_About this exercise_
Write out the part of the passage on Schaeffer's directing below, starting at the words "Schaeffer expressed enthusiasm" and stopping after "at the station.".
━━━ Text under study
Schaeffer expressed enthusiasm for the opportunity to direct again, marking the episode as her first directing credit since her debut film Timer (2009). She highlighted her decision to direct the first two episodes as a way to lay the groundwork for the plot, calling "Seekest Thou the Road" a "misdirect" pilot and noting that the real story begins with "Circle Sewn with Fate / Unlock Thy Hidden Gate".

While directing Hahn and Plaza in their shared scenes, Schaeffer provided Plaza with instructions that Hahn could not hear to emphasize the "coded" nature of their interactions, particularly in the "Agnes of Westview" segment of the episode. Schaeffer and editor Jamie Gross also made sure to use takes where the actors conveyed romantic and emotional subtext, such as Plaza's "inhale, and resting for a pause" during Agatha Harkness and Rio Vidal's first exchange at the station.
━━━━━━
━━━ Data excerpts
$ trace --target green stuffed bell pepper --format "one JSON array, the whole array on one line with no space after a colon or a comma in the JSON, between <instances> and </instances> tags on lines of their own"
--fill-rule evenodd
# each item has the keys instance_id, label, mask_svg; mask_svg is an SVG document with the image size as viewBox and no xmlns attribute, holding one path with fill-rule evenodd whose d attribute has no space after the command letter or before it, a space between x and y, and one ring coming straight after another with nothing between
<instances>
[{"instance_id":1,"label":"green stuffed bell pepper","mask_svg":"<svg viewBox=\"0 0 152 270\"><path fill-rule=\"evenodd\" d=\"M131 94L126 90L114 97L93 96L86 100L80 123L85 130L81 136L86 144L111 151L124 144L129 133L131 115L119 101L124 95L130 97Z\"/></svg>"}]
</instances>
━━━━━━
_Answer box_
Schaeffer expressed enthusiasm for the opportunity to direct again, marking the episode as her first directing credit since her debut film Timer (2009). She highlighted her decision to direct the first two episodes as a way to lay the groundwork for the plot, calling "Seekest Thou the Road" a "misdirect" pilot and noting that the real story begins with "Circle Sewn with Fate / Unlock Thy Hidden Gate".

While directing Hahn and Plaza in their shared scenes, Schaeffer provided Plaza with instructions that Hahn could not hear to emphasize the "coded" nature of their interactions, particularly in the "Agnes of Westview" segment of the episode. Schaeffer and editor Jamie Gross also made sure to use takes where the actors conveyed romantic and emotional subtext, such as Plaza's "inhale, and resting for a pause" during Agatha Harkness and Rio Vidal's first exchange at the station.